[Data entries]

--------

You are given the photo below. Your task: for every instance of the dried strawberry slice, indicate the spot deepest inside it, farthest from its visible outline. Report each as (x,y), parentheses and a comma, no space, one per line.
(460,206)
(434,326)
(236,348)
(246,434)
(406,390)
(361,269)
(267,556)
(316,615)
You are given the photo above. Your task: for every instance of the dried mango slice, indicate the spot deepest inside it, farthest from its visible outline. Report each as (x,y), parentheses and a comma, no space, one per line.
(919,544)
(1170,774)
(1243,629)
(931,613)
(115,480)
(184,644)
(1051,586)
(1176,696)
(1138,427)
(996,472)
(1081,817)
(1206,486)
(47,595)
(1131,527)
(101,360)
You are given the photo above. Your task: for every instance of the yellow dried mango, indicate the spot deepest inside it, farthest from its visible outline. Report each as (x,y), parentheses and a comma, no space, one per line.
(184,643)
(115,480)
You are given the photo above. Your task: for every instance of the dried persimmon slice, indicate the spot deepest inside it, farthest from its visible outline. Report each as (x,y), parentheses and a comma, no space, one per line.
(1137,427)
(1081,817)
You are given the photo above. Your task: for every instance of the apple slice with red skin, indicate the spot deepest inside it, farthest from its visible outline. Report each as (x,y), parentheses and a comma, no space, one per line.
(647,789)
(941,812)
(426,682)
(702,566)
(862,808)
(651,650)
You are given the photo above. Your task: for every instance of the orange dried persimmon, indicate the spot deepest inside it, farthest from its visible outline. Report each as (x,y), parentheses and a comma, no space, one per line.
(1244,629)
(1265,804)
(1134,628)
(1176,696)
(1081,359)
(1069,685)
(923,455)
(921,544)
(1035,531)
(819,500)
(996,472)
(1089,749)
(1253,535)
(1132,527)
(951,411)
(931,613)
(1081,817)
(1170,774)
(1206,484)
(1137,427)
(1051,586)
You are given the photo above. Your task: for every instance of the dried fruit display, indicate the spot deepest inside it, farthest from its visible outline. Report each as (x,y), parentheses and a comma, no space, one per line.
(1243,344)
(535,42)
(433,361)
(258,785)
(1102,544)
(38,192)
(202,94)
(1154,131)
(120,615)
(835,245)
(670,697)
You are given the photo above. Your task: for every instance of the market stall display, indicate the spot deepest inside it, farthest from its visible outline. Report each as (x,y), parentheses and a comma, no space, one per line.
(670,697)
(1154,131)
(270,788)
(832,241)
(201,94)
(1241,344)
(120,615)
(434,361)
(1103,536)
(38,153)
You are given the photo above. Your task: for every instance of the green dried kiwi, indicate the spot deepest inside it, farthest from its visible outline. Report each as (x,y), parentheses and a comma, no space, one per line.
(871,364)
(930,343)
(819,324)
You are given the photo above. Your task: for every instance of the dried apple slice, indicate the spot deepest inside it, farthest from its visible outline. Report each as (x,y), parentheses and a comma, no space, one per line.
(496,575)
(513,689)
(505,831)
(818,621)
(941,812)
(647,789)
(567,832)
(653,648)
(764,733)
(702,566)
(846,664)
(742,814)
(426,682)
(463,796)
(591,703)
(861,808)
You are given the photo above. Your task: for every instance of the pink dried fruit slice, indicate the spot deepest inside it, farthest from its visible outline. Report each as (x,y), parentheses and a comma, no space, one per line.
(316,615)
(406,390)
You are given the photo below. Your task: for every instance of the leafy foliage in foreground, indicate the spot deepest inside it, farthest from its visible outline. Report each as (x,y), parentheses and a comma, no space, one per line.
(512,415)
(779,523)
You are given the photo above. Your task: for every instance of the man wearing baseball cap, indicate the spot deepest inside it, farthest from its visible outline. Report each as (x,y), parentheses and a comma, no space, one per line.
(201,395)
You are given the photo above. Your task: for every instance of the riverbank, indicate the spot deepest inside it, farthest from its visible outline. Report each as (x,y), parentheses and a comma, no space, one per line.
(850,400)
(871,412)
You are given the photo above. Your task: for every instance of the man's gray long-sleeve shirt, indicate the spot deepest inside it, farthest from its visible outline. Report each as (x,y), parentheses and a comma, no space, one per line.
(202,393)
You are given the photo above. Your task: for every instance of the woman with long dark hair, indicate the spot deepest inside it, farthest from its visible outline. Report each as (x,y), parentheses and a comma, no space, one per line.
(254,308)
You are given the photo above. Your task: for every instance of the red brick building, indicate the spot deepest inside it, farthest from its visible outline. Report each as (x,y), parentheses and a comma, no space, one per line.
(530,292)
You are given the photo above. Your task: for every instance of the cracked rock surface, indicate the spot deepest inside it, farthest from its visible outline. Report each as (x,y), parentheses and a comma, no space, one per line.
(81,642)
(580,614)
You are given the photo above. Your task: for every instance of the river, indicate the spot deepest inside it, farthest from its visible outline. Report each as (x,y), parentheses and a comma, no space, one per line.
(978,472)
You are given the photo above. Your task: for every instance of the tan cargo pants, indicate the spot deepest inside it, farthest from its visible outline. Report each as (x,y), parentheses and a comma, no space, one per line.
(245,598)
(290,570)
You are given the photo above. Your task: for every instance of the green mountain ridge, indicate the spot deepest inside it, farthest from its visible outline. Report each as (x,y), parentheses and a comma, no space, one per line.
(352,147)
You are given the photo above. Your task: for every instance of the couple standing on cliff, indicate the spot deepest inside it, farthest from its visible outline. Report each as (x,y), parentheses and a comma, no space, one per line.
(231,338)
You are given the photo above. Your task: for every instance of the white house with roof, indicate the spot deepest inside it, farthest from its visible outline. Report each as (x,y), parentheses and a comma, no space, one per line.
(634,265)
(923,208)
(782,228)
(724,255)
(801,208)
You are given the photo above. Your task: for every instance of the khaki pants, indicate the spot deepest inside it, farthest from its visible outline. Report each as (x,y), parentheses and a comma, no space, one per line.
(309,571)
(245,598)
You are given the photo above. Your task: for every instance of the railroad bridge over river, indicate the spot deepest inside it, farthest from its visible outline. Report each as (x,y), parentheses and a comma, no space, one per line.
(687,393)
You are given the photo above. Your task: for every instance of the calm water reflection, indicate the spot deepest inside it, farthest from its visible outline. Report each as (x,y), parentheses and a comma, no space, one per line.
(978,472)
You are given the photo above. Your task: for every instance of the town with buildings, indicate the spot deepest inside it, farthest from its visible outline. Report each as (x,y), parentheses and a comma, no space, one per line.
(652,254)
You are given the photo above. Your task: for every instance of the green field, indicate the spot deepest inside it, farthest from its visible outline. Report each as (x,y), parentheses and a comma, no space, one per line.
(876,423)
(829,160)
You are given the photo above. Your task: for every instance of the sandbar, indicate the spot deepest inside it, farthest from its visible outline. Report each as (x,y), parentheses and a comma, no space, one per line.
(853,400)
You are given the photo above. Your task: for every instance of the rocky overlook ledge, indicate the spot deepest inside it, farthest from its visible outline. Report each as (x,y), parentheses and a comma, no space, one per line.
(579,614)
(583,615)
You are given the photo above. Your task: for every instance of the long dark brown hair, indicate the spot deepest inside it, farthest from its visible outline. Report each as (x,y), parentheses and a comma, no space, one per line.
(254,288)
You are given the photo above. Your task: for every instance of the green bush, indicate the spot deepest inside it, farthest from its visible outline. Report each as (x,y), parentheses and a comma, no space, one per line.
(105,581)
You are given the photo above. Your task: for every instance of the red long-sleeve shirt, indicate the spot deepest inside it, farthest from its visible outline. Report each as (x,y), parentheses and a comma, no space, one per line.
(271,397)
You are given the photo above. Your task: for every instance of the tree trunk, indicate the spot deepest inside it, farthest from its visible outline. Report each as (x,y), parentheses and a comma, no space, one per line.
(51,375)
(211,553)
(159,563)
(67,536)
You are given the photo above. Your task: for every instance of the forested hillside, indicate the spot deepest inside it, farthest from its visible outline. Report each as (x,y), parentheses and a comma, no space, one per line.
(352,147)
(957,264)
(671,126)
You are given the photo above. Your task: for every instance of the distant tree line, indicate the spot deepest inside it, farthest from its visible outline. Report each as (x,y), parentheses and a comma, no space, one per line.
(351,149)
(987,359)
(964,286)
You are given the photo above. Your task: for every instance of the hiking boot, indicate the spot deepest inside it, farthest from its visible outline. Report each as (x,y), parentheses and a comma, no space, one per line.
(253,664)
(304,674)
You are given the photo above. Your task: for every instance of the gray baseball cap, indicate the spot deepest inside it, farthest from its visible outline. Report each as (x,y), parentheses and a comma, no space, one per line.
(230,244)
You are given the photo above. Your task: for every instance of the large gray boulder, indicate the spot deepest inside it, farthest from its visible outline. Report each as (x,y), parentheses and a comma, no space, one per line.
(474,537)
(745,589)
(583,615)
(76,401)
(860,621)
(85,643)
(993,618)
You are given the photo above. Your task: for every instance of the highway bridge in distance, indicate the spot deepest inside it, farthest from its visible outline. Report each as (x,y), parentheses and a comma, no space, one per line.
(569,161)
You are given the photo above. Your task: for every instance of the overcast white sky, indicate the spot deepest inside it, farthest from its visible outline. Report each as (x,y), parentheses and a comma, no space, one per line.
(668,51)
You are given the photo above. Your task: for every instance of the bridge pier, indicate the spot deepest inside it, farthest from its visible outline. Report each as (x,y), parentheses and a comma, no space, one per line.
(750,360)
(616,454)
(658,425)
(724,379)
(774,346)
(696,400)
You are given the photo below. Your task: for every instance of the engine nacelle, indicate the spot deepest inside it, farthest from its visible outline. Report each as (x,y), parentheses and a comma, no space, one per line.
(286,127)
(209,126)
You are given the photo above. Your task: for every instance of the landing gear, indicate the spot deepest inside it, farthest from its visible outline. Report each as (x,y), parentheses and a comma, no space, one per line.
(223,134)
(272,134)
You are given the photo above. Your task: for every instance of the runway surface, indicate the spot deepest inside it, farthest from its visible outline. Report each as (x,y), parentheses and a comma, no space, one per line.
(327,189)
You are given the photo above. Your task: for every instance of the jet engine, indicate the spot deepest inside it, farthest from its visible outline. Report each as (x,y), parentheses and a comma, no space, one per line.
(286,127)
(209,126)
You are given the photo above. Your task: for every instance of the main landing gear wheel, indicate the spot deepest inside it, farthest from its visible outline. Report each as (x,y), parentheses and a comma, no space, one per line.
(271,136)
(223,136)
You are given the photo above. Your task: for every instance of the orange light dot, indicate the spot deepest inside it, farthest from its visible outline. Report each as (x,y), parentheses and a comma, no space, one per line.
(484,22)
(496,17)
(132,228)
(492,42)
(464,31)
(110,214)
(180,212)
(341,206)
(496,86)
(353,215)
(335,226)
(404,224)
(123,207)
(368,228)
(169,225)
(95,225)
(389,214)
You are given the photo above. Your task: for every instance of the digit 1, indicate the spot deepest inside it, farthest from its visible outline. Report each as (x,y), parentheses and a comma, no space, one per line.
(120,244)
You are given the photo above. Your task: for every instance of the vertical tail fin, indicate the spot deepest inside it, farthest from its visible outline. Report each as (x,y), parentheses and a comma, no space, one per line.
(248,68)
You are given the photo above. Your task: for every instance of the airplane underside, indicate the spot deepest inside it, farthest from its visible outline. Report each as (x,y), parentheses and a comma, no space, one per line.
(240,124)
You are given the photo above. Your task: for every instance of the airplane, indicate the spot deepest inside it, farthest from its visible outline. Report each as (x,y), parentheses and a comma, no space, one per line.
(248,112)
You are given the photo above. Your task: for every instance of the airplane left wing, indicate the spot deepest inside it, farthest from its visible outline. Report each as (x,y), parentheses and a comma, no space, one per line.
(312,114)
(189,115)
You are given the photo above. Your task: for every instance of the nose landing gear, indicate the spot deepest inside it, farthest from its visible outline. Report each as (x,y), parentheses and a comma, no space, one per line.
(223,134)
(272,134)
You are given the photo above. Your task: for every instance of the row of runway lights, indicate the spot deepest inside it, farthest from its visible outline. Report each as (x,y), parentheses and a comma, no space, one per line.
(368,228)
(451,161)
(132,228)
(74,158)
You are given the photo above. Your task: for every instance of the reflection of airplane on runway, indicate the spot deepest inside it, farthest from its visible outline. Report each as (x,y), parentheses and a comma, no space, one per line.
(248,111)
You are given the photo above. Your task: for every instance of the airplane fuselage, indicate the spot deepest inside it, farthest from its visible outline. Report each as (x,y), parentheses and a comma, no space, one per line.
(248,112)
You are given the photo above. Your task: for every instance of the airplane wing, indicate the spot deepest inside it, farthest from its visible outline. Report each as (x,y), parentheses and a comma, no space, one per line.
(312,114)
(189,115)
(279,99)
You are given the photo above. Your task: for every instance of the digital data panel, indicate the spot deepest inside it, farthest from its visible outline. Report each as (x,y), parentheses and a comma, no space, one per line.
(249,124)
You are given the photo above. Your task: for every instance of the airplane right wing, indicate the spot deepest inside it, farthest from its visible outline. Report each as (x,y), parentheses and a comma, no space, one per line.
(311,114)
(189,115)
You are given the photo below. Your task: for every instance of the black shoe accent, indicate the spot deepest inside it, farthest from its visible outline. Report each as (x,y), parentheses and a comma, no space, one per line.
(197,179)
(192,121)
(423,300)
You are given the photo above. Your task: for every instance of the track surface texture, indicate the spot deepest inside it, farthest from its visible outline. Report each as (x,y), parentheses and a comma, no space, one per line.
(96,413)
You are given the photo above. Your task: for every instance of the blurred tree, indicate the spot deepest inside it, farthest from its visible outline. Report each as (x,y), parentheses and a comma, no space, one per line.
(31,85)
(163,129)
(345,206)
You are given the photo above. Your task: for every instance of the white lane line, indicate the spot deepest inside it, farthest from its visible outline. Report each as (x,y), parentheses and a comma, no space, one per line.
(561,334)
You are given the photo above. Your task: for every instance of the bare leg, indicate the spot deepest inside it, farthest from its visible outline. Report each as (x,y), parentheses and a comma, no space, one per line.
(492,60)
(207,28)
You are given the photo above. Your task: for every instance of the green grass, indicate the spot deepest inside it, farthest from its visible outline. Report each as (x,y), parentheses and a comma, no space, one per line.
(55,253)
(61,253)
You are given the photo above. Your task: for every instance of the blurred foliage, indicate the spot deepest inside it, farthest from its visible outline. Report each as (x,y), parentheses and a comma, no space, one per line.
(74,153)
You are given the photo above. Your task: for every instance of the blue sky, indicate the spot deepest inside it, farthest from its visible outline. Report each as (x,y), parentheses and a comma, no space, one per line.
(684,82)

--------

PROBLEM DETAILS
Repeat only the stretch of lines starting at the one containing "green grass, indicate" and running to the final line of the entries above.

RESULT OF THIS EXERCISE
You are given the photo above. Your task: for every instance of the green grass, indicate the spot deepest inside it, farthest from its visible outline. Report each as (x,y), parentheses and a comma, no space, one per line.
(55,253)
(61,253)
You are given the photo above. Your task: for every instance of the blurred foliage, indicate the spot deepest inside it, farthest from its visible outline. Report each as (x,y), parentheses and a comma, no space, one per line.
(74,153)
You are given the photo above. Your task: for every instance of the blue sky, indicate the spot deepest inside it, farthest from its visible outline. Report each as (x,y), parentheses and a comma, no space, one per line.
(684,82)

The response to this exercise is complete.